▶ [PASSAGE GIVEN]:

▬▬▬▬▬▬▬▬▬▬

Hello and welcome to the Deception Tips podcast where you will learn amazing cues to detect deceit that will help you read people like never before. I’m your host Spencer Coffman, let’s get started.

Hello and welcome to Deception Tip number 86. We are really getting into these deception tips, we’re teaching you how to read people and detect deception so that you will be able to tell whether or not someone is lying to you. Why is this important? Well, it’s important because in today’s world, in today’s society, lies are all around us.

It is said, and studies have shown, that the average person can lie 200 times per day or 10 to 20 times in each conversation, that is a lot of lying. Are these lies harmful? 

Well, yes and no, some of them are polite or socialized. ‘How are you doing today?’ ‘I’m good.’ Well, you’re not good because something just happened, things like that.

‘Do you like my new haircut?’ ‘Oh, it’s great’, man, it really is awful, those kinds of lies are all over the place. How about when you receive a present and you don’t like it but yet you pretend you like it because you don’t want to hurt their feelings. Those are lies, are they harming someone? Are they malicious? Are they dangerous? No, but they’re still lies.

You need to know when someone is lying to you so that you can learn to pick out these things. If someone is trying to be malicious or take advantage of you then you need to know and that is why you have been continually listening to the deception tips podcast and I thank you for that. 

Make sure to check out the books, I have Deception Tips eBooks and books, also A Guide to Deception, and the Deception Tips videos.

We’ve got the Deception Tips blog, I’ve got all kinds of stuff that you can use to help you continue to learn how to read people and detect deception. It is important and knowing whether or not someone is lying will help you in life. Therefore, study these tips, keep listening, share this stuff with your friends, practice with each other and get to know them.

Last time, we talked about a tip or a sign that was on the face and it wasn’t always related to deception. In fact, it is 100% of the time indicative of embarrassment and that is blushing. 

When someone blushes, they are embarrassed about something, something private was revealed. Now, what would that be? Well, it could be that they had a crush on someone and somebody made it known and now they’re blushing.

It could also be anything, it could be that they had a secret that someone told and now they’re blushing. It could be that all of a sudden, their pants got caught in the doorway and they fell off. It could be any number of things but it is indicative of embarrassment, it doesn’t always mean that someone is being deceptive or that they’re lying.

In addition, it doesn’t always mean that ‘oh, you’re blushing, therefore, you like so-and-so or you have a crush’. ‘Oh, do you have a crush on somebody, on this person? You’re blushing, you must, you have to have a crush’. Well, no, they don’t have to have a crush on that person, you’re simply putting them on the spot.

▬▬▬▬▬▬▬▬▬▬

▶ [MATERIAL SUPPLIED]:
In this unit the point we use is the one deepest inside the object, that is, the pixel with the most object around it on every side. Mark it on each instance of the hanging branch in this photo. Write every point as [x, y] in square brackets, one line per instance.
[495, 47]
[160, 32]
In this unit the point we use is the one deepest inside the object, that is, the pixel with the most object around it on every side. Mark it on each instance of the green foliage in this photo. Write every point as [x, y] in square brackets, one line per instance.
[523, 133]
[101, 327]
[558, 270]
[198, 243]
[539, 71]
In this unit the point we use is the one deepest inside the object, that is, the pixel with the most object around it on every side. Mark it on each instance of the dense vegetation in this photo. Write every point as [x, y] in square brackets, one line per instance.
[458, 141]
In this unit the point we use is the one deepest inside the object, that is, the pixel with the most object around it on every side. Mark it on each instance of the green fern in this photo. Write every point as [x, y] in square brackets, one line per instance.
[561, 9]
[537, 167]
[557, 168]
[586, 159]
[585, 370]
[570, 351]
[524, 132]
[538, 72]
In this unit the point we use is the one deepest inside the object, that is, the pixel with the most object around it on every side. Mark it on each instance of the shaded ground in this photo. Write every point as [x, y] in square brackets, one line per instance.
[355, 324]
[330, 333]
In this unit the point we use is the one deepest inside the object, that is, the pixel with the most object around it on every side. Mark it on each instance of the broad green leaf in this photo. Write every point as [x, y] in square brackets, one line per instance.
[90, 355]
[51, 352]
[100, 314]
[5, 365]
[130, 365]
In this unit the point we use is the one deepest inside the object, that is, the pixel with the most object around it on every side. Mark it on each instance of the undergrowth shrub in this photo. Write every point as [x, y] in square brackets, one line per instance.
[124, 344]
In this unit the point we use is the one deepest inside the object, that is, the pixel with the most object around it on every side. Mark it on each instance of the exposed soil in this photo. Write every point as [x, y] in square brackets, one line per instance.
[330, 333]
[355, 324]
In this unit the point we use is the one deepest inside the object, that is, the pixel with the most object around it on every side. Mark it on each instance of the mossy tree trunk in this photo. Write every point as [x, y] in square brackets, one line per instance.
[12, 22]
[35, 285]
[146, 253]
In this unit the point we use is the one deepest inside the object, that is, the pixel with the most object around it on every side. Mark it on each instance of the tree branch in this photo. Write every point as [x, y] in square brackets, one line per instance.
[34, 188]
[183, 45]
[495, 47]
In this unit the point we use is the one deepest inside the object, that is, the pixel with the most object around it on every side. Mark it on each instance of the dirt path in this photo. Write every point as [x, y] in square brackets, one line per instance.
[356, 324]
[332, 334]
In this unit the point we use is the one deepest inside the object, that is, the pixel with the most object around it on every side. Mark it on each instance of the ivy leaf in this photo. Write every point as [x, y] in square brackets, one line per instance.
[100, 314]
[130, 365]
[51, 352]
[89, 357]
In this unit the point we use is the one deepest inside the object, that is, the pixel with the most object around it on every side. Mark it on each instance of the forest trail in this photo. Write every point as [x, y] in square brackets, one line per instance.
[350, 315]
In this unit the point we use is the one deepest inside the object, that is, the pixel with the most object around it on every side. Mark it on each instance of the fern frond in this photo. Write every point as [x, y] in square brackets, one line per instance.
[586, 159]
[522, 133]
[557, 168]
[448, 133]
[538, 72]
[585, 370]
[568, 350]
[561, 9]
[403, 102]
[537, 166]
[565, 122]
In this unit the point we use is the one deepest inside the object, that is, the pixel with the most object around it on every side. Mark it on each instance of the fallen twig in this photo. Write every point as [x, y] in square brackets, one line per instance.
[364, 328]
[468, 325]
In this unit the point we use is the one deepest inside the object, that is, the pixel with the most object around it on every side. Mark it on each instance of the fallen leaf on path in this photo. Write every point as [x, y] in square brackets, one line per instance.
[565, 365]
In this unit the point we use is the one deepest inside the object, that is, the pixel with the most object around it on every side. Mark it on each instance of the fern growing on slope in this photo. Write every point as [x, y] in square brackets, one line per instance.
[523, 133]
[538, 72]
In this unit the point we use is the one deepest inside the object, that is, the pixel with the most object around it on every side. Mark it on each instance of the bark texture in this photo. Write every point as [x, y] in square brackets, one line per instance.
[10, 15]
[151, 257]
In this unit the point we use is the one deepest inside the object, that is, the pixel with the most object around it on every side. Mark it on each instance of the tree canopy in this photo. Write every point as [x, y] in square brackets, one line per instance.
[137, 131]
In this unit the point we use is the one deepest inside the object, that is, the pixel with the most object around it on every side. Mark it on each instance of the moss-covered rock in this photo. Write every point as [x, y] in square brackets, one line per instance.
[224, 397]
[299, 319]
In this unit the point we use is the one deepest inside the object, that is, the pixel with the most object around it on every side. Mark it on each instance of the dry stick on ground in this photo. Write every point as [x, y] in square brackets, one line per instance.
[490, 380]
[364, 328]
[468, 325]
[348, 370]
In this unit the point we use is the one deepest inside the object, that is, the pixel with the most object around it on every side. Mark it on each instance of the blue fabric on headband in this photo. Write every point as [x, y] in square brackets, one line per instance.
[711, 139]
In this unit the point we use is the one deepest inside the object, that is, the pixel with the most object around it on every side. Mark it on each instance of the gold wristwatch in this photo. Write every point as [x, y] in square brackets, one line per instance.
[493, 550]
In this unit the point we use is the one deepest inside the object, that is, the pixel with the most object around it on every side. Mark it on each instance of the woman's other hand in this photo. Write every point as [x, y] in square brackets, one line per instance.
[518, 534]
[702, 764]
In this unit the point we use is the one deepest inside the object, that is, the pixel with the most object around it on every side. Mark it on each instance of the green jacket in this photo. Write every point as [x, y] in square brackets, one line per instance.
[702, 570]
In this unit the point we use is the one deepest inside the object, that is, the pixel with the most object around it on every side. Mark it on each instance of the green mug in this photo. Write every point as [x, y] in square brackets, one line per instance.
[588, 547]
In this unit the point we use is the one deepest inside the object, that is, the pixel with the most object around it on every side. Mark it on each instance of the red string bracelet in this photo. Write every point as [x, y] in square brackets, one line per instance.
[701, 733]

▬▬▬▬▬▬▬▬▬▬

▶ [STATED PROBLEM 1]:
Find each line in the rows that contains the word "path" and copy those lines.
▶ [STATED PROBLEM 2]:
Extend the podcast transcript about detecting lies past its last sentence.
The podcast transcript and the rows have nothing to do with each other.

▶ [EXERCISE RESULT 1]:
In this unit the point we use is the one deepest inside the object, that is, the pixel with the most object around it on every side. Mark it on each instance of the dirt path in this photo. Write every point as [x, y] in square brackets, one line per instance.
In this unit the point we use is the one deepest inside the object, that is, the pixel with the most object around it on every side. Mark it on each instance of the fallen leaf on path in this photo. Write every point as [x, y] in square brackets, one line per instance.

▶ [EXERCISE RESULT 2]:
Of course, it would be embarrassing, if all of a sudden, I claim that you have a crush on somebody that you really don’t like, you’re going to be embarrassed. You’re going to be like ‘no way, I would never have a crush on that person’, therefore, you will blush either way. It doesn’t mean you love that person, it means you’re embarrassed about it.

So, how does this roll into deception? Well, if someone is called out on their lie, if their lie is discovered then chances are they will be a little bit embarrassed. It doesn’t always mean that they’re going to blush, however, when something private is revealed, that’s when we see things occurring on the face where people will blush.

If something private is revealed, private meaning the lie, then there is a greater chance that a person may blush. They aren’t going to always blush but if you see blushing, you want to take a look at it, think about it and say, alright, why is that person blushing? What was revealed? Is it something that I need to pay attention to relating to deception? Take a look at that and you will have it down, no problem.

Today, we’re having another discussion about a similar topic, it’s not necessarily a sign of deception or something visual. However, this is more of a general guideline that liars tend to follow because they do not always want to invent a new lie every time they’re lying. Think about it, remembering all of those details would be a nightmare, they’re going to trip up and stumble, guaranteed.

It will absolutely happen if they have all of those different details and they’re trying to recall an entirely fictitious story. Therefore, liars are going to try to fabricate or change the truth a little bit, they’re going to try to conceal it, and they’re not going to come up with an entirely new story. We talked about this before, we spoke of this in episode 65, Conceal the Truth.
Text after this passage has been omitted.